▸ Exercise tasks
1. According to the passage on trade and protectionism, what happened to the sheep stock?
2. Carry on the passage on trade and protectionism, starting right after its final sentence.

▸ Selected text

=-=-=-=-=

Big changes occurred — the sheep stock halved and beef and sheep farms fell by a third. But larger herd sizes and increases in lambing rates made the remaining farms much more productive, while production of fruits and wines grew sharply and a venison industry developed. The country now has a healthy and more productive agricultural sector, highly responsive to global demands and trading at world prices.
This is an essential insight of trading that has been known since the days of Adam Smith. We can increase the size of the economy through specialisation and the division of labour — with people producing those things that they are relatively efficient at doing.
This process is enhanced when we remove barriers within a nation or between nations to trade. Protectionism is costly. There’s a reason why, in times of war, countries have blockaded others. Hint: no country blockades another in the expectation that it would boost the local blockaded economies.
But the costs do not just stop there. Contrary to the Morrisons report, deliberately seeking to shift to “local production” would not produce more certainty or security either. Returning to Ryan Bourne’s independent food production story, suppose that a bad harvest or a plant disease wiped out a substantial part of my food production in a given year.

=-=-=-=-=

(Region pointing data)
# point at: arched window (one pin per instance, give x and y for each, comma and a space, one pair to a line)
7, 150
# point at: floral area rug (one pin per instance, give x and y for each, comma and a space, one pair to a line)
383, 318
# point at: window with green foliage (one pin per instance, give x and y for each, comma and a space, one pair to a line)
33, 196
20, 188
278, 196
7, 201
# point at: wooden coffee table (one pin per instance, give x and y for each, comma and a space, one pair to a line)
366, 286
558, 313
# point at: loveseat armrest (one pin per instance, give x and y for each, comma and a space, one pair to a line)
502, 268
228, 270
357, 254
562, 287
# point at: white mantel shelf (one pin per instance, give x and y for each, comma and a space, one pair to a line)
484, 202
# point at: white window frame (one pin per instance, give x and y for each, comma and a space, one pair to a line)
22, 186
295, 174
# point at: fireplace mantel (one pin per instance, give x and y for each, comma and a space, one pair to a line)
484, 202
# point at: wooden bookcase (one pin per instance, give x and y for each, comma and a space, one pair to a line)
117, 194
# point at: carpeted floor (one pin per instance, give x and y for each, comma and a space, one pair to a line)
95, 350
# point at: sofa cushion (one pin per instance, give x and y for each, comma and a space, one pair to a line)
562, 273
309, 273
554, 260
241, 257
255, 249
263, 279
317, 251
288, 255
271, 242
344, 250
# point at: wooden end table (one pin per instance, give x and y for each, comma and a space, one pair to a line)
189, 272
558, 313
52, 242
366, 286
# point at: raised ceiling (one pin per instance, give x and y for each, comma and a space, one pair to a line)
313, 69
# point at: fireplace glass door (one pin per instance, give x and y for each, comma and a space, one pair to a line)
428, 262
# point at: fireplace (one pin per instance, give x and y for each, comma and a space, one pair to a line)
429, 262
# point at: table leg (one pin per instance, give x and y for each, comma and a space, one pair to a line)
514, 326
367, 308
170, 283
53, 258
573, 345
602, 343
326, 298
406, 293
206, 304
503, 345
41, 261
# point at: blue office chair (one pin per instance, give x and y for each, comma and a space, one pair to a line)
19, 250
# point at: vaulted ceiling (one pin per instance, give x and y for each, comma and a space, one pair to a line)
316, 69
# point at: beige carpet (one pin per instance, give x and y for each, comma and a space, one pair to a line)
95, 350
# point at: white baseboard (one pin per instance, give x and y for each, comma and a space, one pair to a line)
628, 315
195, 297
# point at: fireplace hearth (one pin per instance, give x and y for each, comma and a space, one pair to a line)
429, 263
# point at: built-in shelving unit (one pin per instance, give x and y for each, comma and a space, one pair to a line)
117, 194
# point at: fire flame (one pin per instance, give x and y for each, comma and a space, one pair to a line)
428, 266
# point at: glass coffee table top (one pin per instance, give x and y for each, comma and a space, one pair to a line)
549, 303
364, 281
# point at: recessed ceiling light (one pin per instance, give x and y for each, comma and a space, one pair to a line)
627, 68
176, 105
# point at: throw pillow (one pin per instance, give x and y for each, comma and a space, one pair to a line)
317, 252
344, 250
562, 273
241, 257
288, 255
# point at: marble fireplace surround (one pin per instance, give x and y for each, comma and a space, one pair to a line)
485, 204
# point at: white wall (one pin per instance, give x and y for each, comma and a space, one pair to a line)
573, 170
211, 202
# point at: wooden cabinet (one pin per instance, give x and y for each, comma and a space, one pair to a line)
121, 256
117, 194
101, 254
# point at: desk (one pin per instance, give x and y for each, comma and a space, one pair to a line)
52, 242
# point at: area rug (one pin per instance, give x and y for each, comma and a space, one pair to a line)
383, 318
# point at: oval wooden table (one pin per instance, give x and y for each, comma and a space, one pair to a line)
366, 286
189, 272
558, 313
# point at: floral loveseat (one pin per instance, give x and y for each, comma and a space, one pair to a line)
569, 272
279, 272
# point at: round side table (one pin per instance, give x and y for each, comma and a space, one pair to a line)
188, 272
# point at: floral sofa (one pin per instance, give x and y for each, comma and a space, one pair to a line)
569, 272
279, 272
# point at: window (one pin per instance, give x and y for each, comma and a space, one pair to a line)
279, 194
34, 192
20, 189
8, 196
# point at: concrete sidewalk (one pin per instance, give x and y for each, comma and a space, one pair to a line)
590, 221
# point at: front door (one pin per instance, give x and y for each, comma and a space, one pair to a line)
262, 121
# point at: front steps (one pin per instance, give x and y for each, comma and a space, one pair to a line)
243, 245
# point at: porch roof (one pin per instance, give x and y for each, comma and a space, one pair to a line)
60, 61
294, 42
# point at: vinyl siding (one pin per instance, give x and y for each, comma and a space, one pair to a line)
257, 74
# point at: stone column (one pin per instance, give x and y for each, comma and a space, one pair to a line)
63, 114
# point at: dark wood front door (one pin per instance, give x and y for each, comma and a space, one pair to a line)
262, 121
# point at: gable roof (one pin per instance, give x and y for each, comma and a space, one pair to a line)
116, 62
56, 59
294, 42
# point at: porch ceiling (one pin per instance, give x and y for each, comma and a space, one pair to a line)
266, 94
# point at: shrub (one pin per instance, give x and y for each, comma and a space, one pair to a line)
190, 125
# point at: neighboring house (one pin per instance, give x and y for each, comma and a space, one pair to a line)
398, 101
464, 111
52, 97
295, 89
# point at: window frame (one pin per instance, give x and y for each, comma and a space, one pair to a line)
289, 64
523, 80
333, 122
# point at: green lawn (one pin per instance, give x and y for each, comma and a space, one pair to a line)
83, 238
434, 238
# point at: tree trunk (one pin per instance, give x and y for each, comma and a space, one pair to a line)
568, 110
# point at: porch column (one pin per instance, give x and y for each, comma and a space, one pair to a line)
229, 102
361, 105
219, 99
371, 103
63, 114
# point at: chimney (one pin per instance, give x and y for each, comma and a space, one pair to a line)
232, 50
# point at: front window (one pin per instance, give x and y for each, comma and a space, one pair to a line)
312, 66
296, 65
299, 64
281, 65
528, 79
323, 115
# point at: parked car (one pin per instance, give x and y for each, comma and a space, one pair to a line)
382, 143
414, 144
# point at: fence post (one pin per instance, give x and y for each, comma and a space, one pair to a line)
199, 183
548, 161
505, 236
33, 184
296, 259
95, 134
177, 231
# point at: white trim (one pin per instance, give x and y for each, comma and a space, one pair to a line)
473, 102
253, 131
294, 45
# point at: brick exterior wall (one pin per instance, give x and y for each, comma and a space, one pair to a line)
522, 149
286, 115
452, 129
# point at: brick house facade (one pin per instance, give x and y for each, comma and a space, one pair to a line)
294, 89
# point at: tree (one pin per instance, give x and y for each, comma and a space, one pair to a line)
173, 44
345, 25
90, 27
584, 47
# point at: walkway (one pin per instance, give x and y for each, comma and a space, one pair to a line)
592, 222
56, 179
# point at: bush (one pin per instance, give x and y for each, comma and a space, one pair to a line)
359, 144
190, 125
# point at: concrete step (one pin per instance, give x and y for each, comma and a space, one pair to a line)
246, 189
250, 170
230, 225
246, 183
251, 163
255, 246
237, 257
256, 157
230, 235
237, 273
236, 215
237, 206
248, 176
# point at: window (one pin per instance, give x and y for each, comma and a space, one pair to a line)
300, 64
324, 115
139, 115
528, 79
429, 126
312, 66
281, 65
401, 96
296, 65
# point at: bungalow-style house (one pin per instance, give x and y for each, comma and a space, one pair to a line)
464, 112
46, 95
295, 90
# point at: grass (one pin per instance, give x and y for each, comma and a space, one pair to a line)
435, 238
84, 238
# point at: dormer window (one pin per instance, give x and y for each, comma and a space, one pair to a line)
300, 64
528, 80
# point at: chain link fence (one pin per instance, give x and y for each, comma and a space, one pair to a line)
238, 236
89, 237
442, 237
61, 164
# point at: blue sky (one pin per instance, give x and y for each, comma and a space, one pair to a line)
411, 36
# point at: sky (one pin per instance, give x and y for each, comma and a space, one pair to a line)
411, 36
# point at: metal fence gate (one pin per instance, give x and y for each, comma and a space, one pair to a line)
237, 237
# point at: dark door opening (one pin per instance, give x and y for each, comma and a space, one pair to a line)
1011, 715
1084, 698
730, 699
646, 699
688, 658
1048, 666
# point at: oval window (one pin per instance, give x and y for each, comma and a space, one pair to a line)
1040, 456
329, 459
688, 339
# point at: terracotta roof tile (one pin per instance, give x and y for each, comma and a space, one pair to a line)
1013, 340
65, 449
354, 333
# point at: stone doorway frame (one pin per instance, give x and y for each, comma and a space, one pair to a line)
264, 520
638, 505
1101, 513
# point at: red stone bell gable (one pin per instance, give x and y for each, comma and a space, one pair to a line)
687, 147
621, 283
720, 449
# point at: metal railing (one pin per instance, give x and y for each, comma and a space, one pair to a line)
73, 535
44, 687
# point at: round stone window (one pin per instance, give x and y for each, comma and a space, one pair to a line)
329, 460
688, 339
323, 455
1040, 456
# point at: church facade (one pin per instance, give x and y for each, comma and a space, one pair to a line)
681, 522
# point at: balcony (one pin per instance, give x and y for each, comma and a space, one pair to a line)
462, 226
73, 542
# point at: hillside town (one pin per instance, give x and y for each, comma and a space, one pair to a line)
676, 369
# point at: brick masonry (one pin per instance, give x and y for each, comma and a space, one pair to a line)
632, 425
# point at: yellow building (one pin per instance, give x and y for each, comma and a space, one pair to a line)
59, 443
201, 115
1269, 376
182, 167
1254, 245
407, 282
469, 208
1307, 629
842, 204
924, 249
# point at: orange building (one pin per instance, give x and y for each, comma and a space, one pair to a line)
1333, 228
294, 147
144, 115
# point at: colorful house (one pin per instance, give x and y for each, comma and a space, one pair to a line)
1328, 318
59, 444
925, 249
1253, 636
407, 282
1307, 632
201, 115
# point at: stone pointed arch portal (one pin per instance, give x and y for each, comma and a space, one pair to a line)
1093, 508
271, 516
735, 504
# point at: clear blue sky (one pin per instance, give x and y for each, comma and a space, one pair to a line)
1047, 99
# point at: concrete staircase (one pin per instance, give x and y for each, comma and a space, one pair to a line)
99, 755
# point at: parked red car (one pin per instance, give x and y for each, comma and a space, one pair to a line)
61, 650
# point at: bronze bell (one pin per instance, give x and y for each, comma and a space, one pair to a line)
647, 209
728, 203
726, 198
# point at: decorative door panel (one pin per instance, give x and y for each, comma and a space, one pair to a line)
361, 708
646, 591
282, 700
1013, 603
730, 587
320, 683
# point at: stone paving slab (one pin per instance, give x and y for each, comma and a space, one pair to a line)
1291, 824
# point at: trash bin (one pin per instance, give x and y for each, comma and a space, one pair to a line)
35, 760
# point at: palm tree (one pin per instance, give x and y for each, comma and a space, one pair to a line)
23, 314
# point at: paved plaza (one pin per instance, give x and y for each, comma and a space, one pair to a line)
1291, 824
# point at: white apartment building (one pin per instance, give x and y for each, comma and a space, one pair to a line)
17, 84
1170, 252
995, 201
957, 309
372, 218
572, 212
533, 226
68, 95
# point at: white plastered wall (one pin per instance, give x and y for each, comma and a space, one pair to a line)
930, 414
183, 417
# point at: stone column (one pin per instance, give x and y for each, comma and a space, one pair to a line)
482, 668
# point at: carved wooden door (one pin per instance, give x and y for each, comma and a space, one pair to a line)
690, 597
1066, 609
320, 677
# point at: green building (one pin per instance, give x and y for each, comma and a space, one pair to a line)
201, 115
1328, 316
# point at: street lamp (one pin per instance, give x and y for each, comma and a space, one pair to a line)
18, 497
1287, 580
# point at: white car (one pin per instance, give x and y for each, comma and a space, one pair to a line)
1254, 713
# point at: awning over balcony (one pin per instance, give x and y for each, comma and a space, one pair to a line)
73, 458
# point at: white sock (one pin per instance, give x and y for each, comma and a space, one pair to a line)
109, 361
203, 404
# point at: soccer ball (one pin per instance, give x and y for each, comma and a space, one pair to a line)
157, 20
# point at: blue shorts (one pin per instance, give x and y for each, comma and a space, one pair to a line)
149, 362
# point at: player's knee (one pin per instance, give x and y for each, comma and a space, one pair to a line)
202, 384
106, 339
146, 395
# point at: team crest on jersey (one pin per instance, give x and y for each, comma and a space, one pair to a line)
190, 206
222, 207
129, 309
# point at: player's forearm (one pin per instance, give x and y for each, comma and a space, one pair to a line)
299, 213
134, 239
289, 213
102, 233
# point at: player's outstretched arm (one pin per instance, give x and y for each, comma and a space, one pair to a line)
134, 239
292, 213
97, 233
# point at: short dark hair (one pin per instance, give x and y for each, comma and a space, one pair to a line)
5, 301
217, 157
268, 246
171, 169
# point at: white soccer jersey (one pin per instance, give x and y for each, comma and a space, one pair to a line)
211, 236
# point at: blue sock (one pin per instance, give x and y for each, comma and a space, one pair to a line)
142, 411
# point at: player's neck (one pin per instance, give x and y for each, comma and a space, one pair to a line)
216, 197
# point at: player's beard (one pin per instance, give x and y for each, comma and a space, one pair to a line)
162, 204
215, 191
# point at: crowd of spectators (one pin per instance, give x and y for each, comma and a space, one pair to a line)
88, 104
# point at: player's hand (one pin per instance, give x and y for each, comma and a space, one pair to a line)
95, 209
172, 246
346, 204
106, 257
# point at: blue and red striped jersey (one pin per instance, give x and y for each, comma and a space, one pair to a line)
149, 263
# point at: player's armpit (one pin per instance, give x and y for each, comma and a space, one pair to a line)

=-=-=-=-=

▸ Solved problems
1. The sheep stock halved.

2.
Absent the ability or willingness to trade, I would simply go without, and would not be able to consume those foodstuffs which I enjoy. In an attempt to improve security through all local production, I would have maximum insecurity of consumption. The same can be seen in the Spanish lettuce example. Were Spain to implement a “buy local lettuce” law, then the failing harvest of lettuces would result in skyrocketing prices and lower sales.
The UK had some experience of this attempt to have “energy security” with its attempts to protect the coal industry through the 1970s and early 1980s. Far from ensuring “security of supply”, protection led to the monopoly power of the mining industry and the unions, resulting in strikes and constant threats of strikes that made energy supplies less, not more, secure.
When the sector was liberated and support withdrawn, energy prices fell significantly as consumers were able to import much cheaper natural gas. Since then, supplies have been much steadier as they have been more diverse.
A reliance on imports does not make an economy more at risk, because markets provide security in the same way that they provide other attributes of products which consumers consider valuable.
If customers want their supply of any given product to be “secure” through continuous availability then supermarkets have to diversify their supply arrangements with a range of producers from across countries, which will be reflected through the prices of the goods on supermarket shelves. They might also invest in extra freezing and refrigeration units, for example.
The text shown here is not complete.